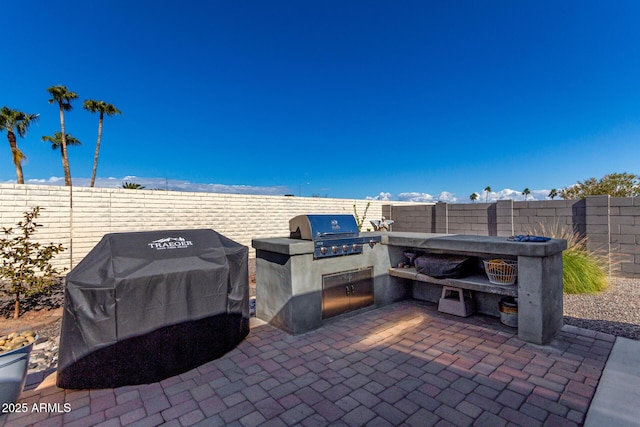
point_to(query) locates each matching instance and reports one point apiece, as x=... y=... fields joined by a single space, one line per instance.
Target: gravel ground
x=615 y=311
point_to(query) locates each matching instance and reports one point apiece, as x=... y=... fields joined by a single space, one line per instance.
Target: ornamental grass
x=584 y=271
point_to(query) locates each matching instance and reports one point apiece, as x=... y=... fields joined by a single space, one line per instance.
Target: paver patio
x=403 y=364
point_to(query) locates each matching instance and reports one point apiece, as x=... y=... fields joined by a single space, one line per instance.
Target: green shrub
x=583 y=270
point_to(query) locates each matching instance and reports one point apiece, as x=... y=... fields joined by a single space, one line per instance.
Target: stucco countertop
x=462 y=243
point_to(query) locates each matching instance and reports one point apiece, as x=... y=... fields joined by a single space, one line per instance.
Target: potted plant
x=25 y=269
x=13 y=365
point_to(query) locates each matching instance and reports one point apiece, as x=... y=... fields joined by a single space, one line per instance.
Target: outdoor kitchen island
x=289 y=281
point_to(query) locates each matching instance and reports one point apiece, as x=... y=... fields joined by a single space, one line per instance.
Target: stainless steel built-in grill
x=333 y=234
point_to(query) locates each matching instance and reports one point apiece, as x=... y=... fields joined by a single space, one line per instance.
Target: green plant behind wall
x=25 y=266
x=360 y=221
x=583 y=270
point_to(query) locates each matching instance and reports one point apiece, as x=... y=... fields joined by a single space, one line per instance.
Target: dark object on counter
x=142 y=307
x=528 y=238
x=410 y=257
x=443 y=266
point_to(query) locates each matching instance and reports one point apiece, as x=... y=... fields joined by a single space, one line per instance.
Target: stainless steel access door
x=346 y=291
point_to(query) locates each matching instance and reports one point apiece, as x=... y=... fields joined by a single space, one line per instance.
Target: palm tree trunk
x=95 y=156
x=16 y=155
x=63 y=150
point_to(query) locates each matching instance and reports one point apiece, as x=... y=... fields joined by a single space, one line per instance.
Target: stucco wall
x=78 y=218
--
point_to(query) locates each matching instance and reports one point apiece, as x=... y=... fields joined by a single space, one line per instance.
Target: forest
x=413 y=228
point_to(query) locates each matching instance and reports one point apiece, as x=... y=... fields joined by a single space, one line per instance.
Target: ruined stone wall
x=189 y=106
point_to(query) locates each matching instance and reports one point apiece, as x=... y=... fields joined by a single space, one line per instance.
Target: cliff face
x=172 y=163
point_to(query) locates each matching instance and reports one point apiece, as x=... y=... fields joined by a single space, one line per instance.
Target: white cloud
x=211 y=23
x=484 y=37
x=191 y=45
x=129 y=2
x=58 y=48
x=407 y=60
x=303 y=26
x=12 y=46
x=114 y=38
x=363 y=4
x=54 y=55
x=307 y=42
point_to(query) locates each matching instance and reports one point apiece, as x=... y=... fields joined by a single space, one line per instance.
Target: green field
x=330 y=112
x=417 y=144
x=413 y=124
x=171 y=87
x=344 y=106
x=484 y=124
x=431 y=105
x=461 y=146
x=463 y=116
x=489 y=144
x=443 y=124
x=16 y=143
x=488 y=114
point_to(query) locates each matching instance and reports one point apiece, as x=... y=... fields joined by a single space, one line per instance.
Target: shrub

▸ Activity
Everything from the line with "Target: green field" through the line with "Target: shrub" in the listing above must be retyped exactly, with nothing added.

▸ Output of the task
Target: green field
x=330 y=112
x=417 y=144
x=413 y=124
x=171 y=87
x=344 y=106
x=484 y=124
x=431 y=105
x=461 y=146
x=463 y=116
x=489 y=144
x=443 y=124
x=16 y=143
x=488 y=114
point_to(query) locates each matching instance and reports one point apiece, as x=... y=... fields joined by a single space, one line per instance.
Target: shrub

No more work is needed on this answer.